WORKING DATA:
----------------

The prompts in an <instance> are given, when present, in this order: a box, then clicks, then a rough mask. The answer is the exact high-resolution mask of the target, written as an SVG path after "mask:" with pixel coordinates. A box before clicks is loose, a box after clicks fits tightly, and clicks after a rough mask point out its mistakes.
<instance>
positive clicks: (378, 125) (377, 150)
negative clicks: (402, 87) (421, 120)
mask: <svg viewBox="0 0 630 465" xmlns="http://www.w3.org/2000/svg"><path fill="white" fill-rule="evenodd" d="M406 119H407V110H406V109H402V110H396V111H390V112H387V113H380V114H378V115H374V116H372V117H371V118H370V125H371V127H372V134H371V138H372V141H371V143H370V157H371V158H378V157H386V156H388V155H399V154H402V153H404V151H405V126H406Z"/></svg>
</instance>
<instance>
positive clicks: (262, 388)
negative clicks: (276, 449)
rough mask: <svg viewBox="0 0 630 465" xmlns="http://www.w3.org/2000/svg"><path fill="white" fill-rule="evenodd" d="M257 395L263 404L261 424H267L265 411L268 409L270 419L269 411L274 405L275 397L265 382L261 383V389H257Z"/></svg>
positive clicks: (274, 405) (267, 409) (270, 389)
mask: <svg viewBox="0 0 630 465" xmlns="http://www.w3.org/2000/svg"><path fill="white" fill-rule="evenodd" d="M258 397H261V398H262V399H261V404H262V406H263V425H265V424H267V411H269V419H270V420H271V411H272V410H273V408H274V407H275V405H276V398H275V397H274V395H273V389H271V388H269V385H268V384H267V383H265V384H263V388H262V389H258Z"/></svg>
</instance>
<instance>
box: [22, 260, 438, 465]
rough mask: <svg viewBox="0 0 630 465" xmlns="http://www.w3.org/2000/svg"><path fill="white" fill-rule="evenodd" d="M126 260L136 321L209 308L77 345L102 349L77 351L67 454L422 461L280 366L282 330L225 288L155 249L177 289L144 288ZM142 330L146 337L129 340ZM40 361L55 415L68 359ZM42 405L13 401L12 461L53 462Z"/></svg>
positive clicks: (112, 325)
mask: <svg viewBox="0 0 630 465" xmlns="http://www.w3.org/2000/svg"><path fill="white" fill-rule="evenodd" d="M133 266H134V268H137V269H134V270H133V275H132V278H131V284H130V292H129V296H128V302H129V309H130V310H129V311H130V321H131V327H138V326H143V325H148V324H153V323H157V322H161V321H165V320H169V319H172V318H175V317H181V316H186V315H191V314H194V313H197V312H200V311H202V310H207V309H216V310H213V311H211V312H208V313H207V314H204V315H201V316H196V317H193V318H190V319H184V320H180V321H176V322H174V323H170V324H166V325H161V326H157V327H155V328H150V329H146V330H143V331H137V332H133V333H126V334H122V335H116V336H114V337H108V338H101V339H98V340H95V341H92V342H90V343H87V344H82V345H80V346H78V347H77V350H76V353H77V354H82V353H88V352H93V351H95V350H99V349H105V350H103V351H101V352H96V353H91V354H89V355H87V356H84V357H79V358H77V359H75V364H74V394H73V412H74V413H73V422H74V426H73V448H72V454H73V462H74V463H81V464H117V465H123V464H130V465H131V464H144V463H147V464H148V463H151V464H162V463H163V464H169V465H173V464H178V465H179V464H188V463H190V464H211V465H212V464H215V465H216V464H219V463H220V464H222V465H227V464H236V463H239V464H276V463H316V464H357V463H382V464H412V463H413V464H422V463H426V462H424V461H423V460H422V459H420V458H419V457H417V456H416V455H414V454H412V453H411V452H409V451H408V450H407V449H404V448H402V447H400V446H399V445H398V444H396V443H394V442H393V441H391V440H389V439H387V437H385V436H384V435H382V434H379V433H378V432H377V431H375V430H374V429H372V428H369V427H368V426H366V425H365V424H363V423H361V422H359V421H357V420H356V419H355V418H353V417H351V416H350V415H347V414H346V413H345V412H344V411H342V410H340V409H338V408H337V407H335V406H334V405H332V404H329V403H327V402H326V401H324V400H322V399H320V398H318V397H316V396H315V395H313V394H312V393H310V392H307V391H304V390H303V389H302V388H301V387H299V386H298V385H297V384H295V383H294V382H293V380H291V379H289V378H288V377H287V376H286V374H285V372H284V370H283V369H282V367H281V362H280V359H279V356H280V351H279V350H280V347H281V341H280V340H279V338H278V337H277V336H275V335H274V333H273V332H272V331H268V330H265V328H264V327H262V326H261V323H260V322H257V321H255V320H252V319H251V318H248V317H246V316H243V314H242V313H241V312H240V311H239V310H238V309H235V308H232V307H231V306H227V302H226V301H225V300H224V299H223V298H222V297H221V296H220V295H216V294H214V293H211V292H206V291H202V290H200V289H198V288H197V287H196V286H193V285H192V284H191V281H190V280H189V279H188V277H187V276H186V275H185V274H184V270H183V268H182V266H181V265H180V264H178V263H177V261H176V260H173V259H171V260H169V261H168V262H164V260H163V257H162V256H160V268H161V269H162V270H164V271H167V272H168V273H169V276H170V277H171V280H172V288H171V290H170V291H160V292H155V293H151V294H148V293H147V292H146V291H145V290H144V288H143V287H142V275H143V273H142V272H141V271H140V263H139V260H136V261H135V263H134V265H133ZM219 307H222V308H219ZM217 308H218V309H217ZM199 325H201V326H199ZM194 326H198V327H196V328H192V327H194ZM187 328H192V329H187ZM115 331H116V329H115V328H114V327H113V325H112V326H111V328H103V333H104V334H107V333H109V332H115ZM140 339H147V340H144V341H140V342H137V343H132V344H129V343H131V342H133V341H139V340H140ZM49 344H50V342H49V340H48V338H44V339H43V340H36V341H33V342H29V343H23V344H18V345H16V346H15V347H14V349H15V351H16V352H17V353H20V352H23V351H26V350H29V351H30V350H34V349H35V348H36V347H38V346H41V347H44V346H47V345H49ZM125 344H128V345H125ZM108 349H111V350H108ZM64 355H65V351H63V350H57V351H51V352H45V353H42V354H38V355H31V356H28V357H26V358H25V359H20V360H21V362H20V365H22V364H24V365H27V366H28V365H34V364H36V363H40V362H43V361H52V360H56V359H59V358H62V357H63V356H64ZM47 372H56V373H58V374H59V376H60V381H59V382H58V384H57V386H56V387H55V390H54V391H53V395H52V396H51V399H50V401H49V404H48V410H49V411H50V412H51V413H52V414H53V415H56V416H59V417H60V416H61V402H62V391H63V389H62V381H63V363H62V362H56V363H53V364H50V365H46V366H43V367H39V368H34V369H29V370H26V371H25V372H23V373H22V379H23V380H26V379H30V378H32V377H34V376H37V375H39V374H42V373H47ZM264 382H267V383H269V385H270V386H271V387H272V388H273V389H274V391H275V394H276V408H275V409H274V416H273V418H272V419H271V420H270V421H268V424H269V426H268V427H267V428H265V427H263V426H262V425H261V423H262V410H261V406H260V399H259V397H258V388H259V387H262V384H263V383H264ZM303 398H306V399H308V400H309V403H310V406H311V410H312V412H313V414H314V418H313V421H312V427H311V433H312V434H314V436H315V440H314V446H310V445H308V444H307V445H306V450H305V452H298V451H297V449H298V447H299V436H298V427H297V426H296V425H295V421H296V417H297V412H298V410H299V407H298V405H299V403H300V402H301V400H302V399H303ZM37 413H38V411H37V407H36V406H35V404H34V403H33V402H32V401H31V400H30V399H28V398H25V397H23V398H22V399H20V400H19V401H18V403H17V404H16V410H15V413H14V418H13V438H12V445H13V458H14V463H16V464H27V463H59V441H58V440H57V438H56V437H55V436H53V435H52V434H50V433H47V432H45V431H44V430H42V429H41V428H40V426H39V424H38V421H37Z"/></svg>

----------------

ABOUT THIS TASK: Every record, from the first to the last, should be transcribed exactly.

REPLY:
The prompts in an <instance> are given, when present, in this order: a box, then clicks, then a rough mask. The answer is the exact high-resolution mask of the target, written as an SVG path after "mask:" with pixel coordinates. A box before clicks is loose, a box after clicks fits tightly, and clicks after a rough mask point out its mistakes.
<instance>
positive clicks: (378, 125) (377, 150)
negative clicks: (402, 87) (421, 120)
mask: <svg viewBox="0 0 630 465" xmlns="http://www.w3.org/2000/svg"><path fill="white" fill-rule="evenodd" d="M406 119H407V110H406V109H402V110H396V111H390V112H387V113H380V114H378V115H374V116H372V117H371V118H370V125H371V127H372V134H371V138H372V141H371V143H370V157H371V158H378V157H386V156H388V155H399V154H402V153H404V151H405V126H406Z"/></svg>
</instance>
<instance>
positive clicks: (262, 388)
negative clicks: (276, 449)
rough mask: <svg viewBox="0 0 630 465" xmlns="http://www.w3.org/2000/svg"><path fill="white" fill-rule="evenodd" d="M257 395L263 404L261 424H267L265 411L268 409L270 419L269 411L274 405L275 397L265 382L261 383V389H257Z"/></svg>
positive clicks: (274, 405) (267, 409) (270, 389)
mask: <svg viewBox="0 0 630 465" xmlns="http://www.w3.org/2000/svg"><path fill="white" fill-rule="evenodd" d="M258 397H261V398H262V399H261V404H262V406H263V425H265V424H267V411H269V419H270V420H271V411H272V410H273V408H274V407H275V405H276V398H275V397H274V395H273V389H271V388H269V385H268V384H267V383H265V384H263V388H262V389H258Z"/></svg>
</instance>
<instance>
box: [22, 260, 438, 465]
rough mask: <svg viewBox="0 0 630 465" xmlns="http://www.w3.org/2000/svg"><path fill="white" fill-rule="evenodd" d="M126 260L136 321L209 308L77 345L102 349L77 351L67 454L422 461L280 366L282 330L225 288L155 249L177 289L144 288ZM142 330L146 337L129 340ZM40 361L55 415L68 359ZM42 405L13 401L12 461L53 462Z"/></svg>
positive clicks: (112, 325)
mask: <svg viewBox="0 0 630 465" xmlns="http://www.w3.org/2000/svg"><path fill="white" fill-rule="evenodd" d="M133 266H134V268H137V269H134V270H133V275H132V278H131V284H130V292H129V296H128V302H129V309H130V310H129V311H130V321H131V327H138V326H143V325H148V324H153V323H157V322H161V321H165V320H169V319H172V318H175V317H181V316H186V315H191V314H194V313H197V312H200V311H202V310H207V309H216V310H213V311H211V312H208V313H207V314H204V315H201V316H196V317H193V318H190V319H184V320H180V321H176V322H174V323H170V324H166V325H161V326H157V327H155V328H150V329H146V330H143V331H137V332H133V333H126V334H122V335H116V336H114V337H108V338H101V339H98V340H95V341H92V342H90V343H87V344H82V345H80V346H78V347H77V350H76V353H77V354H82V353H88V352H93V351H95V350H99V349H105V350H103V351H101V352H96V353H91V354H89V355H87V356H84V357H79V358H77V359H75V364H74V394H73V412H74V413H73V422H74V426H73V448H72V454H73V462H74V463H81V464H117V465H123V464H130V465H131V464H144V463H147V464H148V463H151V464H162V463H163V464H169V465H173V464H178V465H179V464H188V463H190V464H211V465H212V464H215V465H216V464H219V463H220V464H222V465H227V464H236V463H239V464H276V463H316V464H357V463H382V464H412V463H413V464H422V463H426V462H424V461H423V460H422V459H420V458H419V457H417V456H416V455H414V454H412V453H411V452H409V451H408V450H407V449H404V448H402V447H400V446H399V445H398V444H396V443H394V442H393V441H391V440H389V439H387V437H385V436H384V435H382V434H379V433H378V432H377V431H375V430H374V429H372V428H369V427H368V426H366V425H365V424H363V423H361V422H359V421H357V420H356V419H355V418H353V417H351V416H350V415H347V414H346V413H345V412H344V411H342V410H340V409H338V408H337V407H335V406H334V405H332V404H329V403H327V402H326V401H324V400H322V399H320V398H318V397H316V396H315V395H313V394H312V393H310V392H307V391H304V390H303V389H302V388H301V387H299V386H298V385H297V384H295V383H294V382H293V380H291V379H289V378H288V377H287V376H286V374H285V372H284V370H283V369H282V367H281V362H280V359H279V356H280V351H279V350H280V347H281V341H280V340H279V338H278V337H277V336H275V335H274V333H273V332H272V331H268V330H265V328H264V327H262V326H261V323H260V322H257V321H255V320H252V319H251V318H248V317H246V316H243V314H242V313H241V312H240V311H239V310H238V309H235V308H232V307H231V306H227V302H226V301H225V300H224V299H223V298H222V297H221V296H220V295H216V294H214V293H211V292H206V291H202V290H200V289H198V288H197V287H196V286H193V285H192V284H191V281H190V280H189V279H188V277H187V276H186V275H185V274H184V270H183V268H182V266H181V265H180V264H178V263H177V261H176V260H173V259H171V260H169V261H168V262H164V260H163V257H162V256H160V268H161V269H162V270H164V271H167V272H168V273H169V276H170V277H171V280H172V288H171V290H170V291H160V292H155V293H151V294H148V293H147V292H146V291H145V290H144V288H143V287H142V275H143V273H142V272H141V271H140V263H139V260H136V261H135V263H134V265H133ZM219 307H222V308H219ZM217 308H218V309H217ZM199 325H201V326H199ZM194 326H198V327H196V328H192V327H194ZM187 328H192V329H187ZM115 331H116V329H115V328H114V327H113V325H112V326H111V328H103V333H104V334H107V333H109V332H115ZM140 339H147V340H144V341H140V342H137V343H132V344H129V343H131V342H133V341H139V340H140ZM49 344H50V342H49V340H48V338H44V339H43V340H36V341H33V342H29V343H23V344H18V345H16V346H15V347H14V349H15V351H16V352H17V353H20V352H23V351H26V350H29V351H30V350H34V349H35V348H36V347H38V346H41V347H44V346H47V345H49ZM125 344H128V345H125ZM108 349H111V350H108ZM64 355H65V351H63V350H57V351H51V352H45V353H42V354H38V355H31V356H28V357H26V358H25V359H20V360H21V362H20V365H22V364H24V365H27V366H28V365H34V364H36V363H40V362H43V361H52V360H56V359H59V358H62V357H63V356H64ZM47 372H56V373H58V374H59V376H60V381H59V382H58V384H57V386H56V387H55V390H54V391H53V395H52V396H51V399H50V401H49V404H48V410H49V411H50V412H51V413H52V414H53V415H56V416H59V417H60V416H61V402H62V391H63V389H62V381H63V363H62V362H56V363H53V364H50V365H46V366H43V367H39V368H34V369H29V370H26V371H25V372H23V373H22V379H23V380H26V379H30V378H32V377H34V376H37V375H39V374H42V373H47ZM264 382H267V383H269V385H270V386H271V387H272V388H273V389H274V391H275V394H276V408H275V409H274V416H273V418H272V419H271V420H270V421H268V424H269V426H268V427H267V428H265V427H263V426H262V425H261V423H262V410H261V406H260V399H259V397H258V388H259V387H262V384H263V383H264ZM303 398H306V399H308V400H309V403H310V406H311V410H312V412H313V414H314V418H313V421H312V427H311V433H312V434H314V436H315V440H314V446H310V445H308V444H307V445H306V450H305V452H298V451H297V449H298V447H299V436H298V427H297V426H296V425H295V421H296V417H297V412H298V410H299V407H298V405H299V403H300V402H301V400H302V399H303ZM37 413H38V411H37V407H36V406H35V404H34V403H33V402H32V401H31V400H30V399H28V398H25V397H23V398H22V399H20V400H19V401H18V403H17V404H16V410H15V413H14V418H13V438H12V445H13V458H14V463H16V464H27V463H59V441H58V440H57V438H56V437H55V436H53V435H52V434H50V433H47V432H45V431H44V430H42V429H41V428H40V426H39V424H38V421H37Z"/></svg>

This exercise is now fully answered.